Dataset:
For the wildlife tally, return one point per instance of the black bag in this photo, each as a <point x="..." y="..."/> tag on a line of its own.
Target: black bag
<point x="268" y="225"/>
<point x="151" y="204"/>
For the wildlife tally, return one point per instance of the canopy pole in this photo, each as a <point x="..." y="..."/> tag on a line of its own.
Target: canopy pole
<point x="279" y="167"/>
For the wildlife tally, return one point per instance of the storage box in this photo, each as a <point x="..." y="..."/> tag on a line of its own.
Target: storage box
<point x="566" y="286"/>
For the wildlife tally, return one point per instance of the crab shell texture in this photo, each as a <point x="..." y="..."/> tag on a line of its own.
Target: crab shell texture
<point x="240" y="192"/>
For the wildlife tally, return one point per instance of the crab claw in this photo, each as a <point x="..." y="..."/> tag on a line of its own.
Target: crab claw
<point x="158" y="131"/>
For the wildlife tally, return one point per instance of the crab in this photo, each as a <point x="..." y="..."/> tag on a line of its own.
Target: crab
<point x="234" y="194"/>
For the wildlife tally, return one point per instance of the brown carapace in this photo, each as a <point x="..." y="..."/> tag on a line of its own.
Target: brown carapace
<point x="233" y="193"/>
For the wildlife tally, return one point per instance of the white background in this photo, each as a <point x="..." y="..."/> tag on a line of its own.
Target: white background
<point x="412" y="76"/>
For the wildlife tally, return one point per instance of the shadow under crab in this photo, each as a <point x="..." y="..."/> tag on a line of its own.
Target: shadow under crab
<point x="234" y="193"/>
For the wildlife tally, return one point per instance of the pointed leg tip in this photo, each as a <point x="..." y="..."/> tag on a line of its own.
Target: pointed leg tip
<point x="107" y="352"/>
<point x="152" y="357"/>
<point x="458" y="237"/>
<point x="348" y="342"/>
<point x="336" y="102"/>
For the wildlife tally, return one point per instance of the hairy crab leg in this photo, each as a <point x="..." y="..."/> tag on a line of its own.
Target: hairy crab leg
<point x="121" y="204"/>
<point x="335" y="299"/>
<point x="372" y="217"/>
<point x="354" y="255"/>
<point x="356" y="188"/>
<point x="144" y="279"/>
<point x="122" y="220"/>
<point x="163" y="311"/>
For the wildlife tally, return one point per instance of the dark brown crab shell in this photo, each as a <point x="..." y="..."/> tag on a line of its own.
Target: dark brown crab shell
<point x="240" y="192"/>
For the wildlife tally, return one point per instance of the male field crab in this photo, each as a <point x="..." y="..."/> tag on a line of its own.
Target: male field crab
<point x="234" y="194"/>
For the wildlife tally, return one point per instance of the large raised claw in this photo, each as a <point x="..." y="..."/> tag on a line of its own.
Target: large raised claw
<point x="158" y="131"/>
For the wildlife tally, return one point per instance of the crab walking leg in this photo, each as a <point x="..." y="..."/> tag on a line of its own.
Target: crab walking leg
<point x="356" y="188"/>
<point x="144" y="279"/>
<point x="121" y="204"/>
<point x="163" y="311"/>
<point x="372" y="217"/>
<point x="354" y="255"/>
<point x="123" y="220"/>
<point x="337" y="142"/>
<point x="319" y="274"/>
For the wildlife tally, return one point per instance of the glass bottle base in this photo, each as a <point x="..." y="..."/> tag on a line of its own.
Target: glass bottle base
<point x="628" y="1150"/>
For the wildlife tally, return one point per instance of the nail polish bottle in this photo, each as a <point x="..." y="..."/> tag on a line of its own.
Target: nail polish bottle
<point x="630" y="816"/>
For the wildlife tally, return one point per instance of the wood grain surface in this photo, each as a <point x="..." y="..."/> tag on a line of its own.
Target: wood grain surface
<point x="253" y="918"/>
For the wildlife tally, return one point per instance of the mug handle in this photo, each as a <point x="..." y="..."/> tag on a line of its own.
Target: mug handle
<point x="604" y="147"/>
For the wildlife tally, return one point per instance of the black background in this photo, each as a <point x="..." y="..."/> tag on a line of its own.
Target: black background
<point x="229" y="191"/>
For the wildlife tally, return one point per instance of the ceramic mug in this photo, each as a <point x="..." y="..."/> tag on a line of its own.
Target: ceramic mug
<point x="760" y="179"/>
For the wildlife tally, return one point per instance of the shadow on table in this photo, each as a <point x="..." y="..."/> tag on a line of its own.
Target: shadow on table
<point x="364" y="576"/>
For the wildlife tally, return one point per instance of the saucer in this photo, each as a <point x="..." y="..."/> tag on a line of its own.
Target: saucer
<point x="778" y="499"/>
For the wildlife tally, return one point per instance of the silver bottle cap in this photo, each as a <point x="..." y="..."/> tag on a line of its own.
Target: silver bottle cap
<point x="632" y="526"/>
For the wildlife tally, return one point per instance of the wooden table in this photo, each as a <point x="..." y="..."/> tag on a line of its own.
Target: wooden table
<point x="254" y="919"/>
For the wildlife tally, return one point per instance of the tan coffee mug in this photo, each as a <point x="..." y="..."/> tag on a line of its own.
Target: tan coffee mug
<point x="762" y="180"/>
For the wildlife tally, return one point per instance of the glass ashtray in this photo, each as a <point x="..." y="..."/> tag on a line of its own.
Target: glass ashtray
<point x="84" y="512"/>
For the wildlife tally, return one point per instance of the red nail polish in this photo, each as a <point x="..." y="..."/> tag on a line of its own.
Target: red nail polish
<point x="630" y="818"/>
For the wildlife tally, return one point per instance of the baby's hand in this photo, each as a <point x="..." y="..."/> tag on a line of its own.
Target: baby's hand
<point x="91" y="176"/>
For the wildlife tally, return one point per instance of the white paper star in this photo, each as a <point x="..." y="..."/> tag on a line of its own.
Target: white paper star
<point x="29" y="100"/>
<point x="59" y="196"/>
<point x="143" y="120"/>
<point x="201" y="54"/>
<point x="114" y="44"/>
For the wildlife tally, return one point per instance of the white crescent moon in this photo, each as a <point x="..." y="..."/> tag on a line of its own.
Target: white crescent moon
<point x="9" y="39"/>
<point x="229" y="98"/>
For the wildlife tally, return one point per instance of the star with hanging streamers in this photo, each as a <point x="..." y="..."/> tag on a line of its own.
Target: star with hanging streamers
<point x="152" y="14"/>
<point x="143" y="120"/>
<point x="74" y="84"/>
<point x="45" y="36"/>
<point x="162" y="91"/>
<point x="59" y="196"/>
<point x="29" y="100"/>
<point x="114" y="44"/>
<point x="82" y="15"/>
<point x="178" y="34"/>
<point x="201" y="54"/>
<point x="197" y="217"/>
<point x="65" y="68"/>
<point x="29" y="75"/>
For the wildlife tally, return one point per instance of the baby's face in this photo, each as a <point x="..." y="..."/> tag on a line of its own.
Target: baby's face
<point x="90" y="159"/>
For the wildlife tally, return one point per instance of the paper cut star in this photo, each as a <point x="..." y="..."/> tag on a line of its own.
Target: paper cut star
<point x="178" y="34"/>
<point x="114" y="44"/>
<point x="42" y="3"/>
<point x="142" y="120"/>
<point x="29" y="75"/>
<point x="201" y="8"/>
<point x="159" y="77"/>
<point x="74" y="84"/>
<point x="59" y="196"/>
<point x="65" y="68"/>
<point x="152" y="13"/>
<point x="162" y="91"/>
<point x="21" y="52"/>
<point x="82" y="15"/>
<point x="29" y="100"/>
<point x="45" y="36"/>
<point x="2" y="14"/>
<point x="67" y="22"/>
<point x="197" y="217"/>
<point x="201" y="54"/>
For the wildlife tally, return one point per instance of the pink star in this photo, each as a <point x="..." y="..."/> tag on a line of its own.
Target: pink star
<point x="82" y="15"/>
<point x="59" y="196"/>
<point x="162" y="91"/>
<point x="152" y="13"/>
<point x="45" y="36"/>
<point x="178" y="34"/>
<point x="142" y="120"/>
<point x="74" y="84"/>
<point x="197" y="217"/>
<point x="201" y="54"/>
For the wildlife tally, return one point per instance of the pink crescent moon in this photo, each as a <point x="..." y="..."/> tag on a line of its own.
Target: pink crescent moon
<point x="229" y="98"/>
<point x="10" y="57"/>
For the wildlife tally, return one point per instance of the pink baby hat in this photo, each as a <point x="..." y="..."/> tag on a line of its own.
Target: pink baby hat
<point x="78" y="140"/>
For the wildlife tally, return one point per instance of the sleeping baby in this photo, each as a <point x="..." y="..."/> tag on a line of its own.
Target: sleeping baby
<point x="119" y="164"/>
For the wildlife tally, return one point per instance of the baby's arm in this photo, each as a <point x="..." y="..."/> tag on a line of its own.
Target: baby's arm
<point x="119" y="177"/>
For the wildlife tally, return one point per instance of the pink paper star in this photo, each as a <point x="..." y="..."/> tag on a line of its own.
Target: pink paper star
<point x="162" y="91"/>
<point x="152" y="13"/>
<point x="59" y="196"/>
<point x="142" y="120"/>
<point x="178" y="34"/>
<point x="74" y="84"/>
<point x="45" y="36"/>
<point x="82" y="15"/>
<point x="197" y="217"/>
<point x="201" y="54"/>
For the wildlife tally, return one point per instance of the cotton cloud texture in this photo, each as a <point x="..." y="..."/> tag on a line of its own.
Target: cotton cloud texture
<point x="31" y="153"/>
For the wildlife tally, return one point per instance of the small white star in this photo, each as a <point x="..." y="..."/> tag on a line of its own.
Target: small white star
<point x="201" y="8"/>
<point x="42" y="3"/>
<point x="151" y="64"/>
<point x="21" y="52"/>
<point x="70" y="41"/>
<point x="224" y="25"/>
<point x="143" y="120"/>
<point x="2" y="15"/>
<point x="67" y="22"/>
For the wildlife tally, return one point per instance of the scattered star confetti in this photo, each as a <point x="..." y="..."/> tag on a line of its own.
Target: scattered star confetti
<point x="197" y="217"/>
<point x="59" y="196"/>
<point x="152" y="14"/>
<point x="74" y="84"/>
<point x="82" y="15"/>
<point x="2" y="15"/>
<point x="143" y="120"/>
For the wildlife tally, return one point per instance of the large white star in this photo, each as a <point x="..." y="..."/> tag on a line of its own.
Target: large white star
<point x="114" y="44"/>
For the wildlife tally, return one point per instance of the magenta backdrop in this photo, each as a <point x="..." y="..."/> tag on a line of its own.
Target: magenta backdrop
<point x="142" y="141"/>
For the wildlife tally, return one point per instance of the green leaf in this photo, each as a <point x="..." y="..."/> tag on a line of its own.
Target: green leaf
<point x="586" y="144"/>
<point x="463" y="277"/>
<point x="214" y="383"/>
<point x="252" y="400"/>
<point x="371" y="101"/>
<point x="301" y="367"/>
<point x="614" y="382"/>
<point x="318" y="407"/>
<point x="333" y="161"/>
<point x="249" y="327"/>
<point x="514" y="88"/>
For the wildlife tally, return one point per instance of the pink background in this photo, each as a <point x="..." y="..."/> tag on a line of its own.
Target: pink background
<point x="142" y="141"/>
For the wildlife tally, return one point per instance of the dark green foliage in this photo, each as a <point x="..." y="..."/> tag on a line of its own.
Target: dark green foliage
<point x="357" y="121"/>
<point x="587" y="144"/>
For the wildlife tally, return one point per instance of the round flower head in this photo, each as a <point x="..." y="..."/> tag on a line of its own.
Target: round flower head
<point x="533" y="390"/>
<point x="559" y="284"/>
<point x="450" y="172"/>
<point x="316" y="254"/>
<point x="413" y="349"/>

Exercise task: Convert the records, from the line that contains "of the green" through the end of the records, inclusive, into a JSON list of strings with one string per line and blank lines omitted.

Exercise answer:
[
  "For the wildlife tally, return one point per instance of the green leaf in this photo, each as a <point x=\"...\" y=\"...\"/> tag on a line of its own.",
  "Target: green leaf",
  "<point x=\"586\" y=\"144\"/>",
  "<point x=\"463\" y=\"277\"/>",
  "<point x=\"214\" y=\"383\"/>",
  "<point x=\"252\" y=\"400\"/>",
  "<point x=\"371\" y=\"101\"/>",
  "<point x=\"301\" y=\"367\"/>",
  "<point x=\"614\" y=\"382\"/>",
  "<point x=\"318\" y=\"407\"/>",
  "<point x=\"333\" y=\"161\"/>",
  "<point x=\"249\" y=\"327\"/>",
  "<point x=\"514\" y=\"88\"/>",
  "For the wildlife tally, return one point per instance of the pink background in this photo, each as a <point x=\"...\" y=\"...\"/> tag on a line of its own.",
  "Target: pink background",
  "<point x=\"142\" y=\"141\"/>",
  "For the wildlife tally, return one point per instance of the dark green foliage in this photo, each as a <point x=\"...\" y=\"...\"/> tag on a line of its own.",
  "Target: dark green foliage",
  "<point x=\"357\" y=\"121\"/>",
  "<point x=\"587\" y=\"144\"/>",
  "For the wildlife tally, return one point per instance of the round flower head in this photo, each as a <point x=\"...\" y=\"...\"/> tag on a line of its own.",
  "Target: round flower head",
  "<point x=\"533\" y=\"390\"/>",
  "<point x=\"559\" y=\"284\"/>",
  "<point x=\"450\" y=\"172\"/>",
  "<point x=\"316\" y=\"254\"/>",
  "<point x=\"413\" y=\"349\"/>"
]